From the u-dma-buf cache text below, duplicate word for word the part that opens with the words "To manually manage" and closes with "set to 0(=DMA_BIDIRECTIONAL).".

» Selected extract
— Begin —

If a problem occurs, either cache coherency is maintained by hardware, or use a method described below that manually cache management with CPU cache still being enabled.

2. Manual cache management with the CPU cache still being enabled

As explained above, by opening u-dma-buf without specifying the O_SYNC flag, CPU cache can be left turned on. However, for ARM or ARM64, this is only possible if quirk-mmap is enabled. quirk-mmap will be discussed in detail later.

    /* To enable CPU cache on the DMA buffer, */
    /* open u-dma-buf without specifying the `O_SYNC` flag. */
    if ((fd  = open("/dev/udmabuf0", O_RDWR)) != -1) {
        buf = mmap(NULL, buf_size, PROT_READ|PROT_WRITE, MAP_SHARED, fd, 0);
        /* Read/write access to the buffer */
        close(fd);
    }

To manually manage cache coherency, users need to follow the

  1. Specify a memory area shared between CPU and accelerator via sync_offset and sync_size device files. sync_offset accepts an offset from the start address of the allocated buffer in units of bytes. The size of the shared memory area should be set to sync_size in units of bytes.
  2. Data transfer direction should be set to sync_direction. If the accelerator performs only read accesses to the memory area, sync_direction should be set to 1(=DMA_TO_DEVICE), and to 2(=DMA_FROM_DEVICE) if only write accesses.
  3. If the accelerator reads and writes data from/to the memory area, sync_direction should be set to 0(=DMA_BIDIRECTIONAL).

Following the above configuration, sync_for_cpu and/or sync_for_device should be used to set the owner of the buffer specified by the above-mentioned offset and the size.

— End —

» Recorded information
— Begin —

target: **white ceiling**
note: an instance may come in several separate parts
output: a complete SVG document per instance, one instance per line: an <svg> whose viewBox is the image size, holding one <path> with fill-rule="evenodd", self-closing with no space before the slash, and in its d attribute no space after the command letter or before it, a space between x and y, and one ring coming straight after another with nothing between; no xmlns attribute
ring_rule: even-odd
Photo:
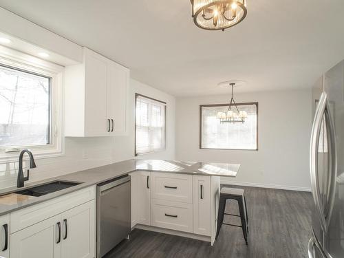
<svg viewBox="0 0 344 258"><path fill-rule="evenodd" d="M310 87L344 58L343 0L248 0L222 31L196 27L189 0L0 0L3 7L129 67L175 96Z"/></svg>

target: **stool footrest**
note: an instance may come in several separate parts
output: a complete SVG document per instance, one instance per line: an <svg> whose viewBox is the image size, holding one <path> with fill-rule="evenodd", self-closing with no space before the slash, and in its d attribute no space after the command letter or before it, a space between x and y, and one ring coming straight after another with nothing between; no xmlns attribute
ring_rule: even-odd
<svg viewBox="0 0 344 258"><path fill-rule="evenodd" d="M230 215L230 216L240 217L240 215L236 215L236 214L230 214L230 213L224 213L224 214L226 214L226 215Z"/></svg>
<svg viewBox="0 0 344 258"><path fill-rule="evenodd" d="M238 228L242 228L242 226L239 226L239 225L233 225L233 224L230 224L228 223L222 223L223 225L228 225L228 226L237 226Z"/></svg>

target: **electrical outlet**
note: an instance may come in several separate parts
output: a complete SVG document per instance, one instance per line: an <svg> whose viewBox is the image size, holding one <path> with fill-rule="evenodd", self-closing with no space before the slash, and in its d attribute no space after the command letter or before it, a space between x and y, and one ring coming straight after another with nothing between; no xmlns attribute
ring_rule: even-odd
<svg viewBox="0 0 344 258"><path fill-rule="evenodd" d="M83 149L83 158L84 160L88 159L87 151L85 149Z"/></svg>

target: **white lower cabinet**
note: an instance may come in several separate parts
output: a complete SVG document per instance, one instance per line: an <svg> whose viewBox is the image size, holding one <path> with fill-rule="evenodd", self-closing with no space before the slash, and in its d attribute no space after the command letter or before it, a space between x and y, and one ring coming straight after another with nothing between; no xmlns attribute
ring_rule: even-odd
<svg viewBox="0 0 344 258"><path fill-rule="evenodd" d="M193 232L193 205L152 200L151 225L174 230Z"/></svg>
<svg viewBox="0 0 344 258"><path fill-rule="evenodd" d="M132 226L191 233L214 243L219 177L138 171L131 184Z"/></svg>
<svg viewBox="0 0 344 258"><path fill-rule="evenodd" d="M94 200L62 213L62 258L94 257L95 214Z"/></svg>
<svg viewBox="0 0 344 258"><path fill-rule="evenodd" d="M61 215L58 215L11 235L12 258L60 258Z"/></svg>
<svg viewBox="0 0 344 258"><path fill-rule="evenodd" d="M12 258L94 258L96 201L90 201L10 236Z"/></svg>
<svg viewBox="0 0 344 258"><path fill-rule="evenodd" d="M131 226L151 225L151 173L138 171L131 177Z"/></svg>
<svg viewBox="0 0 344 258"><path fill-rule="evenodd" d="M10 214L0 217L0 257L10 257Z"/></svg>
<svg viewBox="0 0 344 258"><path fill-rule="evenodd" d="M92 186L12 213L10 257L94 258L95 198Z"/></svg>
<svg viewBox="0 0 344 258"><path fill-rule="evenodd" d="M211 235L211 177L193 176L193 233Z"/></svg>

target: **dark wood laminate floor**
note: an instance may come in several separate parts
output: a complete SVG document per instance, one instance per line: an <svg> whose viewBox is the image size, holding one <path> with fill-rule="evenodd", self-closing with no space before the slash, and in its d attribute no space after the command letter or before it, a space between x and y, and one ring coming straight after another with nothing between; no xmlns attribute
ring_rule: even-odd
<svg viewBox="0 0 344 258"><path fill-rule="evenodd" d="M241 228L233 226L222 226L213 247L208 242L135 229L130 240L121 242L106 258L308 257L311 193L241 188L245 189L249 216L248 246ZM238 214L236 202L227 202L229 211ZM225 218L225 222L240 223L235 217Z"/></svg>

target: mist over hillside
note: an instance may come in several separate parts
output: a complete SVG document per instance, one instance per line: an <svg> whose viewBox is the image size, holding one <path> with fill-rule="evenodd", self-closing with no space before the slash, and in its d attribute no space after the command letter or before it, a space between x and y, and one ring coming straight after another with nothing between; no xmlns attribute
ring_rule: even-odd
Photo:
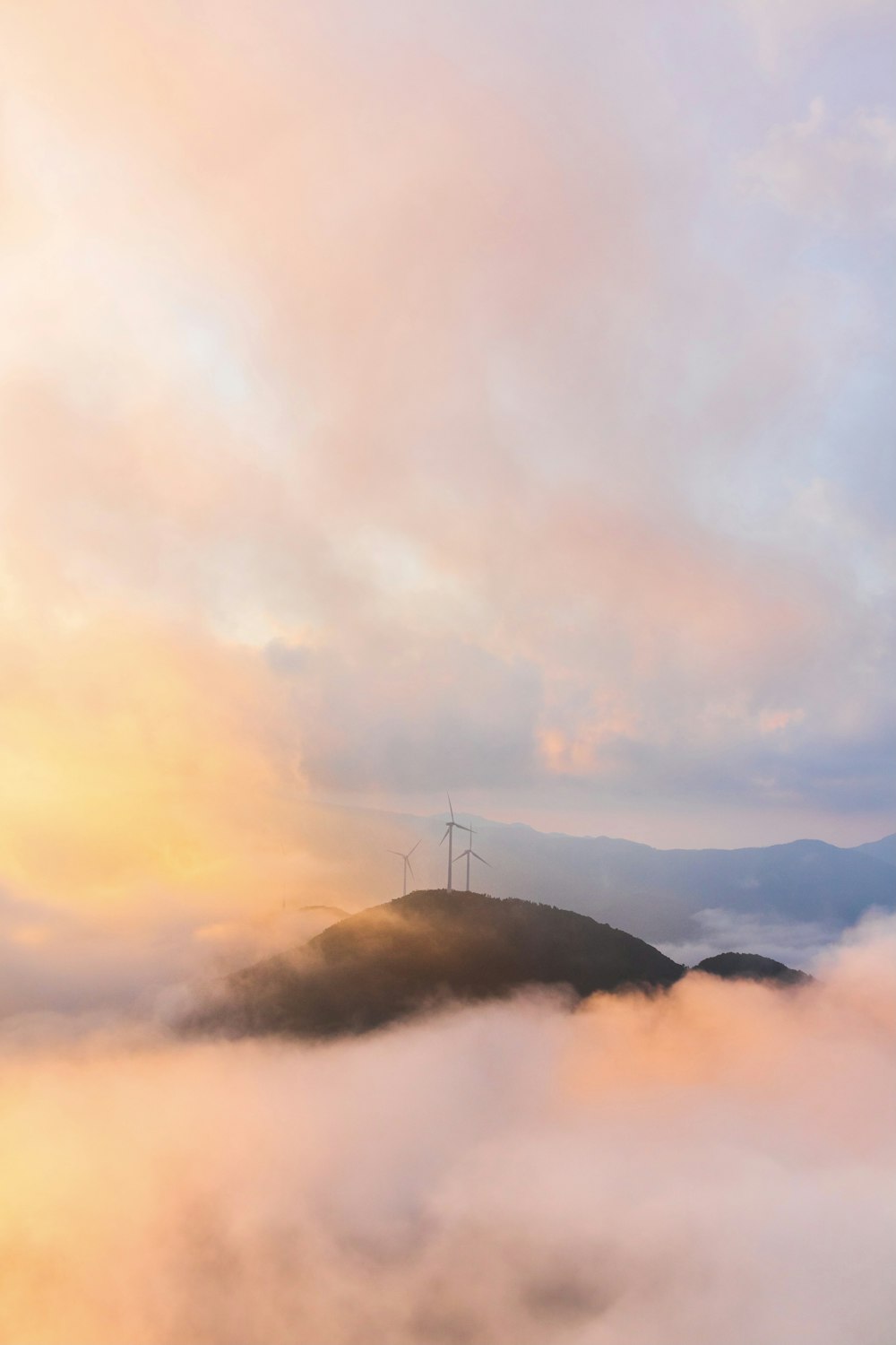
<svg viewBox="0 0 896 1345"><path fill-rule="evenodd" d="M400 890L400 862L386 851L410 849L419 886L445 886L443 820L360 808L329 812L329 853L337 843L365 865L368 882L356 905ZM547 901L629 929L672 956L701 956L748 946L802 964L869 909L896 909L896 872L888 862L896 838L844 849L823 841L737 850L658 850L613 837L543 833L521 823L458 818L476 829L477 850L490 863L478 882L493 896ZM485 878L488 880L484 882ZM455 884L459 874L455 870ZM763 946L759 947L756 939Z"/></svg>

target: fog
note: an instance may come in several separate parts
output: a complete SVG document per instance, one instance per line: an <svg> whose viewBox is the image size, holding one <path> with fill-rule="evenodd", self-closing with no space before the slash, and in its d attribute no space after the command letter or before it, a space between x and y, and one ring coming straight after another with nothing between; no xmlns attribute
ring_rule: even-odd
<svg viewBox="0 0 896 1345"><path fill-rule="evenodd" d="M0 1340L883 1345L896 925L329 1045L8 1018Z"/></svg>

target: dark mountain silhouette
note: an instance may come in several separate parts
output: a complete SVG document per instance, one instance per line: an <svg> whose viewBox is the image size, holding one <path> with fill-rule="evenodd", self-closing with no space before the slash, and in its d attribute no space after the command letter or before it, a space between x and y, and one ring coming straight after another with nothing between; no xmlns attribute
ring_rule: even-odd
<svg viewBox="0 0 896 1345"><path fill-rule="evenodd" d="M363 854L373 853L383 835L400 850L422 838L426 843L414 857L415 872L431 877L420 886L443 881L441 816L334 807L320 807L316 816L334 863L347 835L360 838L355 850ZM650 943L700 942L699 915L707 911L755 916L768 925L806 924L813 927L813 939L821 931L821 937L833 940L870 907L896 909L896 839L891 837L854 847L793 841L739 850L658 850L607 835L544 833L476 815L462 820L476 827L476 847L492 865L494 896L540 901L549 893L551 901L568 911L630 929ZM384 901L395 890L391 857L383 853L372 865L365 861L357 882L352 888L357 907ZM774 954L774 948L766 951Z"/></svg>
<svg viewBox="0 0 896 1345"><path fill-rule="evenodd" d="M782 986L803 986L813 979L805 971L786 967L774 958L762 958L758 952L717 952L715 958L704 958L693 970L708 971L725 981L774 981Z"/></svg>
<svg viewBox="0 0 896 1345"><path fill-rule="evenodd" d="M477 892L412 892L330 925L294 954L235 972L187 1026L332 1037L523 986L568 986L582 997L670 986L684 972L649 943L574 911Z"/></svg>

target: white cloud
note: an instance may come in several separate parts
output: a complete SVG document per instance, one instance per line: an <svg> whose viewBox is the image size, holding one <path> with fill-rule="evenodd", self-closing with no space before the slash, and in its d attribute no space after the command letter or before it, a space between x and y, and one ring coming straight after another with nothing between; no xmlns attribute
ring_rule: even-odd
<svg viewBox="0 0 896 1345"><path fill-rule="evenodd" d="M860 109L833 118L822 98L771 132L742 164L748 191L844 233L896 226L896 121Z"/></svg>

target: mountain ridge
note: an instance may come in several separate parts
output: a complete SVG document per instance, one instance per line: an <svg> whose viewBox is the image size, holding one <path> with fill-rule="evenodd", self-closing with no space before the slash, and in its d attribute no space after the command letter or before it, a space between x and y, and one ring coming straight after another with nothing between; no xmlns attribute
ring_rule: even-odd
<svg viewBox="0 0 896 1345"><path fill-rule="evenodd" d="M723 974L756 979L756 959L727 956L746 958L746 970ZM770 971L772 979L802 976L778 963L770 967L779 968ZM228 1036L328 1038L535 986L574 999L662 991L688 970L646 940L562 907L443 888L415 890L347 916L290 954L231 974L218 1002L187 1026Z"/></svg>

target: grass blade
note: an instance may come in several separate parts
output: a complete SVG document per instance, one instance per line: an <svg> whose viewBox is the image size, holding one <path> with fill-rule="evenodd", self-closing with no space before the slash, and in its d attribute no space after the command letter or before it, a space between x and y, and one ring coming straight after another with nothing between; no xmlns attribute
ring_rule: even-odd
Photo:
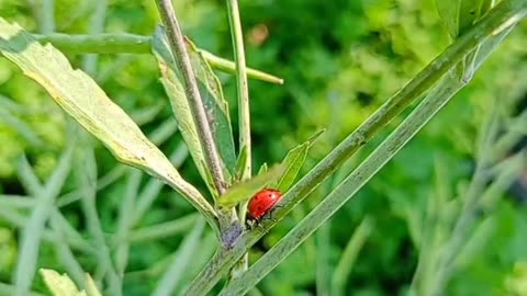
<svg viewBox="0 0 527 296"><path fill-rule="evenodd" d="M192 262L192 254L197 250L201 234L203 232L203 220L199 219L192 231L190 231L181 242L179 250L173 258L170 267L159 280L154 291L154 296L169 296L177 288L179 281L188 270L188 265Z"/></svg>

— End —

» Solution for this task
To manually manage cache coherency, users need to follow the

  1. Specify a memory area shared between CPU and accelerator via sync_offset and sync_size device files. sync_offset accepts an offset from the start address of the allocated buffer in units of bytes. The size of the shared memory area should be set to sync_size in units of bytes.
  2. Data transfer direction should be set to sync_direction. If the accelerator performs only read accesses to the memory area, sync_direction should be set to 1(=DMA_TO_DEVICE), and to 2(=DMA_FROM_DEVICE) if only write accesses.
  3. If the accelerator reads and writes data from/to the memory area, sync_direction should be set to 0(=DMA_BIDIRECTIONAL).